■ Supplied material:
**********
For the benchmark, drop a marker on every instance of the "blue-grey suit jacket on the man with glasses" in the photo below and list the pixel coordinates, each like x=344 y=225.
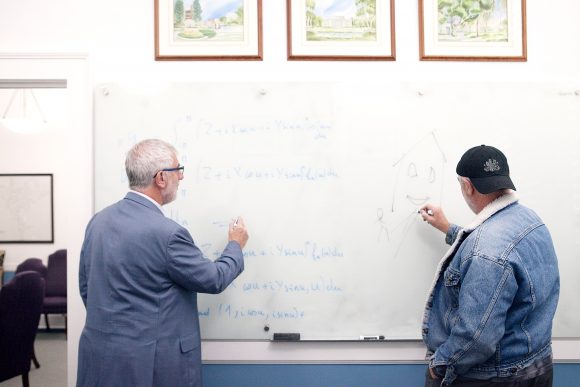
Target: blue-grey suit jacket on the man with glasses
x=139 y=276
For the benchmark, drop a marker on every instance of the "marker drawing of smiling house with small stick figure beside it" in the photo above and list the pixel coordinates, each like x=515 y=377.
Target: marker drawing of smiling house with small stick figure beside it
x=419 y=180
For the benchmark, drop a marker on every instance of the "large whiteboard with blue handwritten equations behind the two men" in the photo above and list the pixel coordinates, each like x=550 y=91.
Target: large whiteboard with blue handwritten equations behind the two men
x=328 y=177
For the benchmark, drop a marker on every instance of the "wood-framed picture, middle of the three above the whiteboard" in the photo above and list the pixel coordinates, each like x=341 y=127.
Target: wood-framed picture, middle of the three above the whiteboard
x=341 y=29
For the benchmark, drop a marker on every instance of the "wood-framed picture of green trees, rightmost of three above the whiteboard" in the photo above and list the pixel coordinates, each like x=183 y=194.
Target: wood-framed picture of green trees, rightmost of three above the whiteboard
x=478 y=30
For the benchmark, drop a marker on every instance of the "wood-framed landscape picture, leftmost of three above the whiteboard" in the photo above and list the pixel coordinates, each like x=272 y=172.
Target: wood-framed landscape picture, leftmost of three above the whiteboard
x=208 y=30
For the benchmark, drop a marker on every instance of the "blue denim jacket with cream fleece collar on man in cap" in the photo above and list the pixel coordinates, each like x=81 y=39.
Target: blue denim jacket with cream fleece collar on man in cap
x=490 y=309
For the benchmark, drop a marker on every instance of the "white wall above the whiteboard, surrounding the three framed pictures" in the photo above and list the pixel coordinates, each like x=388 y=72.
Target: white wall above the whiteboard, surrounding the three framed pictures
x=119 y=38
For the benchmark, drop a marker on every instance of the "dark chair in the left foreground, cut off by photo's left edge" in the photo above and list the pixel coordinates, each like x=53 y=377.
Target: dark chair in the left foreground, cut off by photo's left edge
x=20 y=308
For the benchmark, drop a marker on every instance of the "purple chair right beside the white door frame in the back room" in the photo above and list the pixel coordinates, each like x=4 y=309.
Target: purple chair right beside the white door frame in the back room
x=55 y=292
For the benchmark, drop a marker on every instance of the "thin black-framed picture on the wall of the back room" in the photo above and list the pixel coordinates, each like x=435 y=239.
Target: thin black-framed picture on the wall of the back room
x=26 y=208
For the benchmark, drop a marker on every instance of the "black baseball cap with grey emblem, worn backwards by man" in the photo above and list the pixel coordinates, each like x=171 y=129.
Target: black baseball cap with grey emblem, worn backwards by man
x=487 y=168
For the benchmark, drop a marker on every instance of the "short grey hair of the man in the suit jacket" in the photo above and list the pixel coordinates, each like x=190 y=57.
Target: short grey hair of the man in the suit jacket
x=145 y=159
**********
Drop every image, please, and write out the data above exactly as shown.

■ Answer box:
For the benchmark, drop a marker on every instance of the "blue-grey suit jacket on the man with glasses" in the photo below and list the pixel coordinates, each like x=344 y=225.
Target: blue-grey suit jacket on the man with glasses
x=139 y=276
For the benchmark, drop a marker on every instance of the "marker drawing of smiling house with small stick figure beside it" in the photo above and list the pixel coordinates, each like x=515 y=377.
Target: marker drawing of smiling house with small stick figure beside it
x=419 y=180
For the benchmark, drop a marker on every instance of the "large whiteboard with blue handwritten equations behind the two men" in the photo above and list the pixel coordinates, each like x=550 y=91.
Target: large whiteboard with blue handwritten equations behind the two men
x=328 y=177
For the benchmark, drop a marker on every instance of the "wood-framed picture, middle of the three above the whiteboard" in the photo above and list the pixel coordinates, each like x=341 y=127.
Target: wood-framed picture, middle of the three above the whiteboard
x=341 y=29
For the benchmark, drop a marker on every instance of the "wood-framed picture of green trees, rightmost of three above the whiteboard" in the photo above and list the pixel coordinates, each like x=183 y=194.
Target: wood-framed picture of green trees, rightmost of three above the whiteboard
x=478 y=30
For the benchmark, drop a marker on every instance of the "wood-framed landscape picture, leftmost of three above the whiteboard" in the photo above and list the pixel coordinates, each like x=272 y=172.
Target: wood-framed landscape picture, leftmost of three above the whiteboard
x=208 y=30
For the benchmark, drop a marker on every instance of the "blue denim jacket with cream fleece collar on man in cap" in the photo above and list the pixel coordinates, each like x=81 y=39.
Target: blue denim jacket with cream fleece collar on man in cap
x=490 y=309
For the benchmark, drop a marker on every instance of the "white wall above the whiteboard, surrounding the three framed pictures" in the photo above and list the pixel coordinates, each like x=388 y=72.
Target: white wall above the whiteboard, surrounding the three framed pictures
x=119 y=38
For the benchmark, drop a marker on every instance of the "dark chair in the left foreground, cut off by photo's left edge" in the photo above and list the pixel coordinates, each like x=53 y=377.
Target: dark chair in the left foreground, cut off by photo's left edge
x=20 y=308
For the benchmark, drop a marker on every instance of the "purple chair right beside the white door frame in the back room" in the photo above and list the pixel coordinates, each like x=4 y=309.
Target: purple chair right beside the white door frame in the back room
x=55 y=292
For the benchmark, drop a marker on every instance of the "thin black-framed picture on the wall of the back room" in the photo above and list the pixel coordinates, each like x=435 y=239.
Target: thin black-framed picture on the wall of the back room
x=26 y=208
For the benchmark, drop a marker on every instance of the "black baseball cap with grey emblem, worn backwards by man" in the photo above and list the pixel coordinates, each like x=171 y=129.
Target: black baseball cap with grey emblem, worn backwards by man
x=487 y=168
For the benchmark, drop a marker on every instance of the "short grey hair of the man in the suit jacket" in the photo above and list the pixel coordinates, each like x=190 y=57.
Target: short grey hair of the man in the suit jacket
x=145 y=159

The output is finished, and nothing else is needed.